**Problems to work on**
1. According to the quadratic models notes, what forms the fourth side of Jenny's vegetable garden?
2. Reproduce the part of the quadratic models notes between "Introduction to quadratic" and "materials (like fencing)", inclusive, switching "materials" to "resources".

**Source extract**
Quadratic Models Revision Notes for VCE SSCE Mathematical Methods

Quadratic Models

Introduction to quadratic models

Quadratic models allow us to use quadratic functions to solve real-world problems. These models are particularly useful when we need to find the maximum or minimum value of something in a practical situation.

infoNote

Common applications of quadratic models include:

Maximising area with limited materials (like fencing)
Modelling the path of projectiles (like balls or rockets)
Optimising profit or cost in business scenarios

The key skill is translating a word problem into a quadratic function, then using algebraic techniques to find the optimal value.

Finding maximum area with limited fencing

Let's explore how to use quadratic functions to solve optimization problems. The technique involves defining appropriate variables, expressing the quantity to be optimized as a function, and then using completing the square to find the maximum or minimum value.

lightbulbExample

Worked Example: Vegetable Garden Fence

Problem: Jenny has 20 metres of fencing wire to enclose a rectangular vegetable garden. She will use the wire for three sides of the garden, with an existing timber fence forming the fourth side. What is the maximum area she can enclose?

Solution:

First, we need to define our variables carefully:

Let $A$ represent the area of the rectangular garden (in square metres)
Let $x$ represent the length of the garden (the side parallel to the timber fence)

Since Jenny uses 20 metres of fencing for three sides (two widths and one length), we can work out the width:

Width = $\frac{20 - x}{2} = 10 - \frac{x}{2}$

Now we can express the area as a function of $x$ :

$A = \text{length} \times \text{width}$

A = x \left(10 - \frac{x}{2}\right)

Expanding this expression:

A = 10x - \frac{x^2}{2}

To find the maximum area, we need to convert this into vertex form by completing the square. First, we'll factor out the coefficient of $x^2$ :

A = -\frac{1}{2}(x^2 - 20x)

Now we complete the square inside the brackets. We add and subtract $100$ (which is half of 20, squared):

A = -\frac{1}{2}(x^2 - 20x + 100 - 100)

A = -\frac{1}{2}(x^2 - 20x + 100) + 50

The expression $(x^2 - 20x + 100)$ is a perfect square:

A = -\frac{1}{2}(x - 10)^2 + 50

This is now in vertex form, $a(x - h)^2 + k$ , where the vertex is at $(h, k)$ .

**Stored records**
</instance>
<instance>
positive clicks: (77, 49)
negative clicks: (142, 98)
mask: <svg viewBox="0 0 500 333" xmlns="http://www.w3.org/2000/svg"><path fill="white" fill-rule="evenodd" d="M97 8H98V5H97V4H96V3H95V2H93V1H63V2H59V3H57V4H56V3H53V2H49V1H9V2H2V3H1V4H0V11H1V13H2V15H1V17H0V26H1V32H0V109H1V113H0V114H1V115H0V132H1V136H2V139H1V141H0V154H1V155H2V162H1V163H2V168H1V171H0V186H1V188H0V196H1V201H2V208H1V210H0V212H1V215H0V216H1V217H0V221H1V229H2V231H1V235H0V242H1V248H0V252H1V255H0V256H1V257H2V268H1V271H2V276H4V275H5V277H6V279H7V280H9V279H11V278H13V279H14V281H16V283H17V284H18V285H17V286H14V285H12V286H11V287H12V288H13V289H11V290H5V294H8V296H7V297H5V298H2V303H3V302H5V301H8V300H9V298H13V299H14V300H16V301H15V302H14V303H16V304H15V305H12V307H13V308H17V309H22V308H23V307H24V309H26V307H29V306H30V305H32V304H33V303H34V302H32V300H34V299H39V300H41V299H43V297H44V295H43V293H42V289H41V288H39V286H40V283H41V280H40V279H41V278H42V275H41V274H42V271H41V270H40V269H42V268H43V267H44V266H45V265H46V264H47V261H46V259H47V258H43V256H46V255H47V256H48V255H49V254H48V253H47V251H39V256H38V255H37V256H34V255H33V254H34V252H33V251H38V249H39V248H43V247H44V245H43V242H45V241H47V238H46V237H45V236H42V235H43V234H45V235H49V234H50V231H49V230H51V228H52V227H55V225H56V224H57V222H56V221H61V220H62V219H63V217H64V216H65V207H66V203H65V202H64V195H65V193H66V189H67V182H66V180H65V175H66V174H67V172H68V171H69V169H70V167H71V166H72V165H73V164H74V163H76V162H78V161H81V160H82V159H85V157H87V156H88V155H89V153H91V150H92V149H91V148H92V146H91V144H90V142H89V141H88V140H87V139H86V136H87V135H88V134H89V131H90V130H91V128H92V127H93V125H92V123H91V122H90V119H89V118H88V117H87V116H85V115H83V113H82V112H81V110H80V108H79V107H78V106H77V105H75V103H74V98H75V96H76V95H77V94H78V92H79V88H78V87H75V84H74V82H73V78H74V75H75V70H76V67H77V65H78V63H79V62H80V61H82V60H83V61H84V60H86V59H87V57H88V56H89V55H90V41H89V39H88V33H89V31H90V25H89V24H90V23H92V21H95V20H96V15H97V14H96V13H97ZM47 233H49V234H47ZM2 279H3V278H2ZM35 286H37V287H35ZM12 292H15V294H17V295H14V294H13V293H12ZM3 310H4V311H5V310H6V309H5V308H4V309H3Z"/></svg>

**Expected responses**
1. An existing timber fence.

2.
Introduction to quadratic models

Quadratic models allow us to use quadratic functions to solve real-world problems. These models are particularly useful when we need to find the maximum or minimum value of something in a practical situation.

infoNote

Common applications of quadratic models include:

Maximising area with limited resources (like fencing)